**Your objective**. Rescale the records below, covering only the stretch from the line that contains "Teacher note to the class: pick out the saddle" through the end of the records. Reproduce those lines with the requests included, multiplying every coordinate in the answers by 0.5 and rounding to whole numbers, with halves rounded up.

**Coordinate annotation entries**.
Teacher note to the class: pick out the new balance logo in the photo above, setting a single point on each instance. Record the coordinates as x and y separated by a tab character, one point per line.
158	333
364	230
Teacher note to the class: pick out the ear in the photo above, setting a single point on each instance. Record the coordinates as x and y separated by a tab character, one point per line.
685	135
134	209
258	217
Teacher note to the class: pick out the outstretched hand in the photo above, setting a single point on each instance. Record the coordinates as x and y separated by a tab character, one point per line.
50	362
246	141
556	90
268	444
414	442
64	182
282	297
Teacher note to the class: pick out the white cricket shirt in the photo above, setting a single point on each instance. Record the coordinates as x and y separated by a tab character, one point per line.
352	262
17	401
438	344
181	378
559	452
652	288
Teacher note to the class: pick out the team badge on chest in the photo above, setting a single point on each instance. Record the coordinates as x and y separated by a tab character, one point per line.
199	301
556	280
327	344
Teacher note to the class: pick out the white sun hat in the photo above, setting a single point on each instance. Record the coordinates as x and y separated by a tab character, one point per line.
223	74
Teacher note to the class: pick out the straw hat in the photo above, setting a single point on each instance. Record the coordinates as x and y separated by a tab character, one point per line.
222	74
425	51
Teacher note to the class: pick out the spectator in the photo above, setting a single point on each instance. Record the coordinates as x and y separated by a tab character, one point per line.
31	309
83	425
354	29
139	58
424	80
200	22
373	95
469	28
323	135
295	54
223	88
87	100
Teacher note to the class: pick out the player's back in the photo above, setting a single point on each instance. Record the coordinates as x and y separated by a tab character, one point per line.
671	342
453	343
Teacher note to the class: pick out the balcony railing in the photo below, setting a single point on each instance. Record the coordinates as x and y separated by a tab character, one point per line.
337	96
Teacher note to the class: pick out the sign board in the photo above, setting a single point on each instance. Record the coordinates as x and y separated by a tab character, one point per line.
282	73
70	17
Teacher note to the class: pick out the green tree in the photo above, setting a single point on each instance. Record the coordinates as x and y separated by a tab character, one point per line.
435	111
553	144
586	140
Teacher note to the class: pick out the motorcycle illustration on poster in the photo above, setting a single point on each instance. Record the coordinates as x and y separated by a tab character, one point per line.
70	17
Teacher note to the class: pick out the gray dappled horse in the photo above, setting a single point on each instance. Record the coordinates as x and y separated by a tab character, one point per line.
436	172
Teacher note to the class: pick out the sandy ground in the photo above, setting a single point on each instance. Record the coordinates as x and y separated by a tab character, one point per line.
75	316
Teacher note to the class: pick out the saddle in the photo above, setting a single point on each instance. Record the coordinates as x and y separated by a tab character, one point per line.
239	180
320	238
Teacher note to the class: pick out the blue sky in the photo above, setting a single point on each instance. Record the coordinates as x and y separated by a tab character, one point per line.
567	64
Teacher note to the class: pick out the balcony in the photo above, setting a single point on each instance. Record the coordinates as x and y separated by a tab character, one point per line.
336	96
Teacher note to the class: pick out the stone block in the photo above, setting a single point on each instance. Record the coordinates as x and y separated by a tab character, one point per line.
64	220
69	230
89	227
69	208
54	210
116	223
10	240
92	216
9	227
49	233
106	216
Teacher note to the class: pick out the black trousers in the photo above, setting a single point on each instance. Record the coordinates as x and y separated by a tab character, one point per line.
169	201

**Full output**.
Teacher note to the class: pick out the saddle in the photo above, setting a single point on each instance. Record the coordinates as x and y separated by a tab character, one point per line.
120	90
160	119
Teacher note to the class: pick out the blue sky in the photo above, setting a single point on each instance. Record the coordinates as x and y separated by a tab character, one point per line.
284	32
Teacher note to the class: pick out the balcony in the photo above, setting a single point on each instance. Record the coordinates as x and y separated by a tab character, one point per line.
168	48
Teacher note to the class: pick out the stone block in the photo above, setting a single point on each instance. Record the coordinates as x and y separated by a tab character, one point per line.
32	110
35	115
45	114
35	104
27	105
58	112
5	120
46	108
5	114
25	117
53	108
Teacher note to the class: pick out the black trousers in the photo above, setting a single point on each instance. Record the coordinates as x and y separated by a tab character, one point per line.
85	101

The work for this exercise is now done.